● **What to do**: Find all lines in the listing that include the word "knit", then copy them.

⟨

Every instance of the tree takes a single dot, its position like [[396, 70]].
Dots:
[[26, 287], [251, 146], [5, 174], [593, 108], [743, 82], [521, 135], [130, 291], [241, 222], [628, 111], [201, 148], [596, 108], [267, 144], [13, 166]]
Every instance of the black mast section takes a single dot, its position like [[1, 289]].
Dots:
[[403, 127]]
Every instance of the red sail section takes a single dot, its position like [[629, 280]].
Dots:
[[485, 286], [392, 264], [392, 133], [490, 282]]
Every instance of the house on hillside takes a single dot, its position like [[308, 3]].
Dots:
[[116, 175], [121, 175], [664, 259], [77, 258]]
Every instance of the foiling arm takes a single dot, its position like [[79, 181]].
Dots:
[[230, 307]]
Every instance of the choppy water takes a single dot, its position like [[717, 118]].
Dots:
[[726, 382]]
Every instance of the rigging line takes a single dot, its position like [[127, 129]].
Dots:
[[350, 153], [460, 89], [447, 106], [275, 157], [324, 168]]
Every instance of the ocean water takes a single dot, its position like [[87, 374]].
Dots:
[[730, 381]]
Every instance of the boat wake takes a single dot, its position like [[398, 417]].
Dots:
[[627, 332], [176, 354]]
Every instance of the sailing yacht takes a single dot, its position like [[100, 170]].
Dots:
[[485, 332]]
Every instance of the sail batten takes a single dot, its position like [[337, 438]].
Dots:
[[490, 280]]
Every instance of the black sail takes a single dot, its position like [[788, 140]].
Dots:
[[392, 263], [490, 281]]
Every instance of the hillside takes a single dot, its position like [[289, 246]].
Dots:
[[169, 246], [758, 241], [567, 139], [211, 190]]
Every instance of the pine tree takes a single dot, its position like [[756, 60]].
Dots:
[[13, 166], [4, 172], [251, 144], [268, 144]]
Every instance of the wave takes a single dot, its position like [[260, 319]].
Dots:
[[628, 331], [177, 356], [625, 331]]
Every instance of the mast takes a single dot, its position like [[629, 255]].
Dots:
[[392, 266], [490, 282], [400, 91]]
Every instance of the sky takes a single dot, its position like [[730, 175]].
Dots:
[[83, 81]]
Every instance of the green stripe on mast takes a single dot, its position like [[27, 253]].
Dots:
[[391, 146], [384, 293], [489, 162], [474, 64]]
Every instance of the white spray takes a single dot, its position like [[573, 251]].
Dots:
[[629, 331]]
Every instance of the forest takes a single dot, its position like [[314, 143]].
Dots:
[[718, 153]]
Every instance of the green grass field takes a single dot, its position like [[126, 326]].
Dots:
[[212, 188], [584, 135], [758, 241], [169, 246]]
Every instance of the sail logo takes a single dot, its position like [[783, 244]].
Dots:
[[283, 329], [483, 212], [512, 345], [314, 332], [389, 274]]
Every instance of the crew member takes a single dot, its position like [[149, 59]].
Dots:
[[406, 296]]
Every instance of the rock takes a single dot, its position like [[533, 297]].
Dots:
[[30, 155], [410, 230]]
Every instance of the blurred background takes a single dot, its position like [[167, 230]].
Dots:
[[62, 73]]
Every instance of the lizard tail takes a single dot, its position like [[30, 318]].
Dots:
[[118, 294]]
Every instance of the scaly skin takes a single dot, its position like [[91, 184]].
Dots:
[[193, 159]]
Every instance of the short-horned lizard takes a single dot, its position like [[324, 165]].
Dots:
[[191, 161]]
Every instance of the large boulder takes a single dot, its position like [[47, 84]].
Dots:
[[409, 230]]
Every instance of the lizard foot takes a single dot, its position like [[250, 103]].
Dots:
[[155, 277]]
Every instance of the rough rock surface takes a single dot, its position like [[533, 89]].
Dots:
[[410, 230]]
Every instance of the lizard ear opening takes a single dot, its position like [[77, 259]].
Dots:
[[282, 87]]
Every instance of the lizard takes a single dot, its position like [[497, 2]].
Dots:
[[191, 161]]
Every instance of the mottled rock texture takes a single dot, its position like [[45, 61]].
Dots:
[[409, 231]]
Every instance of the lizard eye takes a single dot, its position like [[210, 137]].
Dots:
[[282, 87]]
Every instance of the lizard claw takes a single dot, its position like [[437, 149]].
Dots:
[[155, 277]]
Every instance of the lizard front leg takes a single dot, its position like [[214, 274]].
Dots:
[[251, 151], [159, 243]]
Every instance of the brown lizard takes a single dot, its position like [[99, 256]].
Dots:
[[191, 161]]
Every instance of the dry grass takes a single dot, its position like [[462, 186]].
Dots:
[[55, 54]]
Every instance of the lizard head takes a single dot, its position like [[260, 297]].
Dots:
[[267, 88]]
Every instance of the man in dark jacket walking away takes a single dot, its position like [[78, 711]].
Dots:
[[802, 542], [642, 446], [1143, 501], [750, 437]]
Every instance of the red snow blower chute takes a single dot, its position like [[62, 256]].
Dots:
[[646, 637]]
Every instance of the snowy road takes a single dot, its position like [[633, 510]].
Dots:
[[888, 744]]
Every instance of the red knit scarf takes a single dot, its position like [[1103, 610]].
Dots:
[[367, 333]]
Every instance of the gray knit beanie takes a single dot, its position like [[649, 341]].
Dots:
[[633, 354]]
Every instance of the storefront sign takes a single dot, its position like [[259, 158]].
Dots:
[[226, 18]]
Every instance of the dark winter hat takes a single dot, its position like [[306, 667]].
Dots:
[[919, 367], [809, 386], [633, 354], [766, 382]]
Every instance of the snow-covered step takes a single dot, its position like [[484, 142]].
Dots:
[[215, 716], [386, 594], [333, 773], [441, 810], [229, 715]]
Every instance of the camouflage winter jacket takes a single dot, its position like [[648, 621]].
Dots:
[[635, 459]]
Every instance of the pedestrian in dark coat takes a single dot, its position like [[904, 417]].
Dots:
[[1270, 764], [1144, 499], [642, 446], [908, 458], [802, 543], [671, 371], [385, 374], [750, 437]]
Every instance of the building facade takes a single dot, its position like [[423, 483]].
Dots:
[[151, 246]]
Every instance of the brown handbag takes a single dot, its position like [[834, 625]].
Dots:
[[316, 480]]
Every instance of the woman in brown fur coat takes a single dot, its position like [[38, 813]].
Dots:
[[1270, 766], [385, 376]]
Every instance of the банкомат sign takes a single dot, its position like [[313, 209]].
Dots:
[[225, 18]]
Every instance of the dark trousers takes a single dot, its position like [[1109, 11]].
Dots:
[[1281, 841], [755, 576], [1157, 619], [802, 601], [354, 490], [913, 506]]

⟩

● **Answer**:
Every instance of the red knit scarf takes a single dot, its position like [[1103, 610]].
Every instance of the gray knit beanie takes a single dot, its position like [[649, 341]].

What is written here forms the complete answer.